§ ASSIGNED TASK: Output exactly, with nothing added, the entries from the first line through the line with "Query: black jersey stripe".

Items listed in a dataset
-------------------------
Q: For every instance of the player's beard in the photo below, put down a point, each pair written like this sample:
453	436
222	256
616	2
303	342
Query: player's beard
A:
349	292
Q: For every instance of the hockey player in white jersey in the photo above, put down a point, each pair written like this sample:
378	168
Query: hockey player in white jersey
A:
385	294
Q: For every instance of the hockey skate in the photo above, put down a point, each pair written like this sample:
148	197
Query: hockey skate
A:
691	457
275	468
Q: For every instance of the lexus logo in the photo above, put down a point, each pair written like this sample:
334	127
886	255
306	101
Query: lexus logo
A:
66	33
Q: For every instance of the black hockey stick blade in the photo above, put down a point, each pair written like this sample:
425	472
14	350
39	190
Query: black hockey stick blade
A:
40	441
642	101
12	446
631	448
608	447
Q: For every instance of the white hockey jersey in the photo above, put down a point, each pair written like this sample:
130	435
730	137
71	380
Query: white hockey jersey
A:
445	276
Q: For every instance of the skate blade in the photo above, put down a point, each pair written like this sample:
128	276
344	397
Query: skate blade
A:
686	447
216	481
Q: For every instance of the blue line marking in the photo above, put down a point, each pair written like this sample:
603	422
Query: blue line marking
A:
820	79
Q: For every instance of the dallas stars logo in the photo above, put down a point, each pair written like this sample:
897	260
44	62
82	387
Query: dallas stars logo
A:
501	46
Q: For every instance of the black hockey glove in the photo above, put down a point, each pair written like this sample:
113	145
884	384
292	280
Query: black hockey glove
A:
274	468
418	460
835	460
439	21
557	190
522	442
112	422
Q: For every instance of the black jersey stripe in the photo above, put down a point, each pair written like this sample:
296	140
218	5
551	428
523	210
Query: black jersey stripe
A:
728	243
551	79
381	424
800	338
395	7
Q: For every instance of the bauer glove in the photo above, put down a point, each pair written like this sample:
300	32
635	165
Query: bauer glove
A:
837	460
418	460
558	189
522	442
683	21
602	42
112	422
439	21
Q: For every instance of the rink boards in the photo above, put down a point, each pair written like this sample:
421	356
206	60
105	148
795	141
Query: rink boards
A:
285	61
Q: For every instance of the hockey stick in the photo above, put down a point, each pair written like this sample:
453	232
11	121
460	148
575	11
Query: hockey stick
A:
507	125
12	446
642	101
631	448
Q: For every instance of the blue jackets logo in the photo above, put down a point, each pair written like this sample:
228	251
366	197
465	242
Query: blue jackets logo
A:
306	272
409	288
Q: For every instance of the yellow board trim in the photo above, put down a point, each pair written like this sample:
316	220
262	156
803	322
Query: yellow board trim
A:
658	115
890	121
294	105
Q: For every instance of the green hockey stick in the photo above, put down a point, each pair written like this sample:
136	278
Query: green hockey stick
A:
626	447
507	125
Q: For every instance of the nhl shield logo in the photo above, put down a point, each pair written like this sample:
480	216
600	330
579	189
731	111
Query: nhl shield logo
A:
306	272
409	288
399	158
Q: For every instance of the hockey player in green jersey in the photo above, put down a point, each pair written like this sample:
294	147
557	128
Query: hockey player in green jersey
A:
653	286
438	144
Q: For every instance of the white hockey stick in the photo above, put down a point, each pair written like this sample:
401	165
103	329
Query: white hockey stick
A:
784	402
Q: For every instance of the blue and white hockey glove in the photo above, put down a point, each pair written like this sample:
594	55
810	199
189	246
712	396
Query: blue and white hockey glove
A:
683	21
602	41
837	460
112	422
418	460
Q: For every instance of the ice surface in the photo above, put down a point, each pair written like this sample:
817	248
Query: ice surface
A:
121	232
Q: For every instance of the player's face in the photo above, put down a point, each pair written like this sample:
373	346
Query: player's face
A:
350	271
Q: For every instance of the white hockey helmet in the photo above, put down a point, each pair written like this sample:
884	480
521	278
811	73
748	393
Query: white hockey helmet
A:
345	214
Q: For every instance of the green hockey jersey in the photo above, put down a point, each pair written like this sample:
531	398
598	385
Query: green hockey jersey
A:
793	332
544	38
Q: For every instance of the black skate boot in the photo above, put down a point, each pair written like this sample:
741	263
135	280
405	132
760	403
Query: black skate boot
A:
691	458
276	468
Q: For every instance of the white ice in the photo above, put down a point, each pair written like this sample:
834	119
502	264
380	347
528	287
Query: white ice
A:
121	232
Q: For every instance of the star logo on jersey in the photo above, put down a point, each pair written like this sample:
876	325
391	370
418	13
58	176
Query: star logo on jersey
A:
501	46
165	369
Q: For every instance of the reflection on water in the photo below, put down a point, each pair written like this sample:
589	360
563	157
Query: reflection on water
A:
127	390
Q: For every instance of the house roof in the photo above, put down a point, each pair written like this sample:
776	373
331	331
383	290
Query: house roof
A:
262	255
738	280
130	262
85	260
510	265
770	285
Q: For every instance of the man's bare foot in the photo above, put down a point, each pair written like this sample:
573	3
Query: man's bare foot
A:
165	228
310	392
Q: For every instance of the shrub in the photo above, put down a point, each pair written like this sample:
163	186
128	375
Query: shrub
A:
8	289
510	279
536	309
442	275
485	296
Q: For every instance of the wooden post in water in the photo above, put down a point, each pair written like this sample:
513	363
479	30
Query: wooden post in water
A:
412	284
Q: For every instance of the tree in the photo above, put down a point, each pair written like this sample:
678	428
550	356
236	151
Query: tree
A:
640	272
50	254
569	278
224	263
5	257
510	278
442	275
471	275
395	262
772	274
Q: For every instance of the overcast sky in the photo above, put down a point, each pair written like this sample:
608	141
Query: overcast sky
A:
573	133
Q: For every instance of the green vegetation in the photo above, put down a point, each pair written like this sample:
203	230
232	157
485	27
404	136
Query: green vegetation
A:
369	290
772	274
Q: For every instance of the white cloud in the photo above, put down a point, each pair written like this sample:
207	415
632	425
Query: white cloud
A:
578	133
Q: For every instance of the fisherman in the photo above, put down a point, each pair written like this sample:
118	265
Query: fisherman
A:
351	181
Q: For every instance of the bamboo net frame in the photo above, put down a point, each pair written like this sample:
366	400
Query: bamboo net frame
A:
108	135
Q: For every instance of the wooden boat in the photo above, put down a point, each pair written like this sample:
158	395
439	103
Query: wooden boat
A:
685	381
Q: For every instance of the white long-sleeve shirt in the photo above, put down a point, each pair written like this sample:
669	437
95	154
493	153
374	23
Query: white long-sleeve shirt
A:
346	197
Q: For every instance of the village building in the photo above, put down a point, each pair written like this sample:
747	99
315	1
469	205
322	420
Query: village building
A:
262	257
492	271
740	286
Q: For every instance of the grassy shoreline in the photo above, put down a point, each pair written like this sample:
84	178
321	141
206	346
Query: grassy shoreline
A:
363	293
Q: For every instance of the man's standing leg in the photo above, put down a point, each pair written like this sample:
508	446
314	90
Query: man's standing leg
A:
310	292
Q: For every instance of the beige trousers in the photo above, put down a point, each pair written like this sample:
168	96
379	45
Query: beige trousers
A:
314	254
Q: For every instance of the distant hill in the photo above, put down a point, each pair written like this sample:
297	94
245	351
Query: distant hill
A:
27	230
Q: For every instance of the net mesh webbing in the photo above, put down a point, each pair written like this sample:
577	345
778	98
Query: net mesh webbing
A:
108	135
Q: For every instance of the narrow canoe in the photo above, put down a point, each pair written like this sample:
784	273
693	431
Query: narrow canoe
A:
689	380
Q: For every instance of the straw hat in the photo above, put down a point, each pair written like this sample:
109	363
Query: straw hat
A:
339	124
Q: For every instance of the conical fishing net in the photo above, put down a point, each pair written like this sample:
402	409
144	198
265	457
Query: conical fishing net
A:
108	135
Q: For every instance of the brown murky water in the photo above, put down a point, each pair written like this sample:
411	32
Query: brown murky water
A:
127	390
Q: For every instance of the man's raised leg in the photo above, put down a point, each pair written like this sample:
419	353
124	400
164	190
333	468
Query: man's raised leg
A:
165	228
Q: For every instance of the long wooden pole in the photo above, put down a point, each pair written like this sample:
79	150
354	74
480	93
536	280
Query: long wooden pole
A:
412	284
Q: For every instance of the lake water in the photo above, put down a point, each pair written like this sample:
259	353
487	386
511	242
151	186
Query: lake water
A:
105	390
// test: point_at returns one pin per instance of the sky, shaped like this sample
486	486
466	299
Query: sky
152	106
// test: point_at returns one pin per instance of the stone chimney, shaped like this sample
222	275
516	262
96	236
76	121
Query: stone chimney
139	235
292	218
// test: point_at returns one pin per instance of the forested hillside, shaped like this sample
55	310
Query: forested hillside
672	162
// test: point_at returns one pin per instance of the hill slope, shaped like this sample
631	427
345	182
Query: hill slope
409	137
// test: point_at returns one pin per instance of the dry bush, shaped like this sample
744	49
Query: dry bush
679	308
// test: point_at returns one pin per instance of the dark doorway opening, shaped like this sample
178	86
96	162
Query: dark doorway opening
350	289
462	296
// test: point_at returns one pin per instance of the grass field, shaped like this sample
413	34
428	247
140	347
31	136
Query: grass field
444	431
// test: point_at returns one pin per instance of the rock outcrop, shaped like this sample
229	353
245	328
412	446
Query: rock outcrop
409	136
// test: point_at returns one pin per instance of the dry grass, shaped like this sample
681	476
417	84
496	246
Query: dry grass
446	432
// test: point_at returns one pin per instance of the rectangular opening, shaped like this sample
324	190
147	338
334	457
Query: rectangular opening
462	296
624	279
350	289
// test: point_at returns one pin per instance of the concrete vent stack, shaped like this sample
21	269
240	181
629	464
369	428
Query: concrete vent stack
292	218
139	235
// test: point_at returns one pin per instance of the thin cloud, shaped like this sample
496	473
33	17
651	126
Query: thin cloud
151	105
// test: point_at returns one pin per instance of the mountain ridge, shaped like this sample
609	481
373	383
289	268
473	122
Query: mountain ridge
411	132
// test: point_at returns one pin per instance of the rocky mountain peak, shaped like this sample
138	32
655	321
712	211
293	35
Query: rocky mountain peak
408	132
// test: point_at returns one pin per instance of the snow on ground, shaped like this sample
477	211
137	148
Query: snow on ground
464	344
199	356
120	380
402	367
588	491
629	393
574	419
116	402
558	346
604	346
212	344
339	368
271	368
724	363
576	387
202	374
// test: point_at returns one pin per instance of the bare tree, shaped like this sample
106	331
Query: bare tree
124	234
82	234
-------------------------
§ OUTPUT OF THE TASK:
Q: For every instance of the player's beard in the photo below, put down a point, each pair written like this sample:
453	436
222	256
616	2
303	342
Query: player's beard
A:
349	292
Q: For every instance of the hockey player in white jersey in the photo above, put down a point, each pair written like this sample:
378	168
Query: hockey player in white jersey
A:
385	294
Q: For every instance of the hockey skate in the photo above, put down a point, each pair written like this sample:
148	197
Query: hockey skate
A:
691	457
275	468
Q: For every instance of the lexus logo in the photo above, put down a point, each pair written like this sample:
334	127
886	255
306	101
Query: lexus logo
A:
66	33
Q: For every instance of the black hockey stick blade in the photo above, put down a point, each pair written like this sample:
425	472
14	350
39	190
Query: black hockey stick blade
A:
40	441
642	101
12	446
631	448
608	447
Q: For every instance of the white hockey jersey in the photo above, put down a point, each pair written like this sample:
130	435
730	137
71	380
Query: white hockey jersey
A:
445	276
Q: For every instance of the skate blade in the photo above, put down a point, each pair written like this sample:
128	276
344	397
Query: skate blade
A:
686	447
216	481
Q: For every instance of the blue line marking in the photo above, put down a point, each pair written like this sample:
603	422
Query: blue line marking
A:
820	79
Q: For every instance of the dallas stars logo in the photo above, put down a point, each pair written like this sample:
897	260
44	62
82	387
Query: dallas stars logo
A:
501	46
Q: For every instance of the black hockey glove in the photo above, put down a point, each pair written like this sample:
113	145
884	384
292	280
Query: black hockey glove
A:
274	468
418	460
835	460
439	21
557	190
522	442
112	422
Q: For every instance of the black jersey stripe in the photo above, put down a point, each pair written like this sample:
296	140
218	5
551	428
523	210
Query: black jersey stripe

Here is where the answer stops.